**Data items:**
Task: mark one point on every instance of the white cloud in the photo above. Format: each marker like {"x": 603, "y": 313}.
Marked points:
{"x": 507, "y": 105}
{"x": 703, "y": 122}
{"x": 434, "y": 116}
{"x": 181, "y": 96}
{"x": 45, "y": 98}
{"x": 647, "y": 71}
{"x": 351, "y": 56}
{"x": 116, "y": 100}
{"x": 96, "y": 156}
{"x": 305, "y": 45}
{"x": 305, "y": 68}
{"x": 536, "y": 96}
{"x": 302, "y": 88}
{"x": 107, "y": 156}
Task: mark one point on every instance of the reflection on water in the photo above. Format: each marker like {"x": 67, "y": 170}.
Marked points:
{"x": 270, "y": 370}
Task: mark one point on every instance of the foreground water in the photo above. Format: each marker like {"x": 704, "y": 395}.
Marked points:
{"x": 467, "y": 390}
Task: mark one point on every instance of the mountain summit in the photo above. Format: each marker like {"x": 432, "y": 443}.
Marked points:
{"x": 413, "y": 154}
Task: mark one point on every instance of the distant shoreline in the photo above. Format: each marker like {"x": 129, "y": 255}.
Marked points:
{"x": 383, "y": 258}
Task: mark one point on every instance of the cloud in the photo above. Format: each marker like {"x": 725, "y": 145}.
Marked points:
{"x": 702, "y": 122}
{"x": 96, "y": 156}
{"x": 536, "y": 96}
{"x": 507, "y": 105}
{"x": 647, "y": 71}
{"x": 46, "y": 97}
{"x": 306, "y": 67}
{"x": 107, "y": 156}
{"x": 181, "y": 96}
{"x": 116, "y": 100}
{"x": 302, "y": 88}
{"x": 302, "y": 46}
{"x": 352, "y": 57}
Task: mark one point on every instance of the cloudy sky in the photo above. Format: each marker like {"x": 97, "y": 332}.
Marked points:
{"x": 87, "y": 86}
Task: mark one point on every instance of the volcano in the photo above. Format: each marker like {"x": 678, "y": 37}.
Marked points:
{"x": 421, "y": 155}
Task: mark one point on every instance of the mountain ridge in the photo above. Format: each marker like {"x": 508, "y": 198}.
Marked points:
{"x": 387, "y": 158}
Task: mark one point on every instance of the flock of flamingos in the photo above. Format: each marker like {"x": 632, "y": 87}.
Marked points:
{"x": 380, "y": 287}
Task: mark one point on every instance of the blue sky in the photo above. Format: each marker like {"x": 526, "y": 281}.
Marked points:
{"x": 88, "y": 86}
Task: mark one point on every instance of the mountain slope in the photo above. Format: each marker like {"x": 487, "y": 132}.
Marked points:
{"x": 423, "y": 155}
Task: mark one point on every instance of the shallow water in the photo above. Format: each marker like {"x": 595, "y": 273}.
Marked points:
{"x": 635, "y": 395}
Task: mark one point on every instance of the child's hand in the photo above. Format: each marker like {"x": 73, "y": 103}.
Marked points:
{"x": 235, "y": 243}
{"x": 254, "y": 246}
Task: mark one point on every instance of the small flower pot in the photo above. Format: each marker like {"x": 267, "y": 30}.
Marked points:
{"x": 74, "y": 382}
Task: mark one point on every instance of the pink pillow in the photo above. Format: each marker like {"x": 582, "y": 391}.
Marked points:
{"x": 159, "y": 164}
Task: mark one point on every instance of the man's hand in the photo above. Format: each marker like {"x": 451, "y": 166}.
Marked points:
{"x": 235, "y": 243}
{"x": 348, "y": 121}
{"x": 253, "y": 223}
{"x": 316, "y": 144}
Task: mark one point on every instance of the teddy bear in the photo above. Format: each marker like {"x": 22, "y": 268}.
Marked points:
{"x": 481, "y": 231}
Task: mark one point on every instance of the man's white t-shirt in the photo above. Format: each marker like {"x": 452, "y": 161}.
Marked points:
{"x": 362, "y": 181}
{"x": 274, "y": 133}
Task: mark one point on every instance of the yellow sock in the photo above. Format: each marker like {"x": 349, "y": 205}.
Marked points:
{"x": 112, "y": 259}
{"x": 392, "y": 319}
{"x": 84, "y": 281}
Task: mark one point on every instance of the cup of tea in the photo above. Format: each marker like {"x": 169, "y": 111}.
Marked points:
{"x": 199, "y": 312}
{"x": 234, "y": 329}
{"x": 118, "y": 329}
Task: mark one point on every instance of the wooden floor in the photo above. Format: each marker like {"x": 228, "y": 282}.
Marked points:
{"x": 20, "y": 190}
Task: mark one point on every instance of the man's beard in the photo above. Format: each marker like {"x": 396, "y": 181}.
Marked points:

**What you will do:** Set down, word for word, only the lines running from the line with "Task: mark one point on every instance of the yellow" to the last line of the listing above. Both of those lines belong in your answer.

**Answer for the task:**
Task: mark one point on every instance of the yellow sock in the photo above. Format: each marker like {"x": 349, "y": 205}.
Marked points:
{"x": 112, "y": 259}
{"x": 392, "y": 319}
{"x": 84, "y": 281}
Task: mark one point on every instance of the cup of tea in the photo above. Format: each marker like {"x": 169, "y": 111}.
Marked points:
{"x": 199, "y": 312}
{"x": 234, "y": 329}
{"x": 118, "y": 329}
Task: mark one point on every instance of the wooden floor in the photo above. Format: each marker like {"x": 228, "y": 282}.
Marked points:
{"x": 20, "y": 190}
Task: mark one point on every instance of the man's beard in the photo above. Format: each marker like {"x": 396, "y": 181}.
Marked points:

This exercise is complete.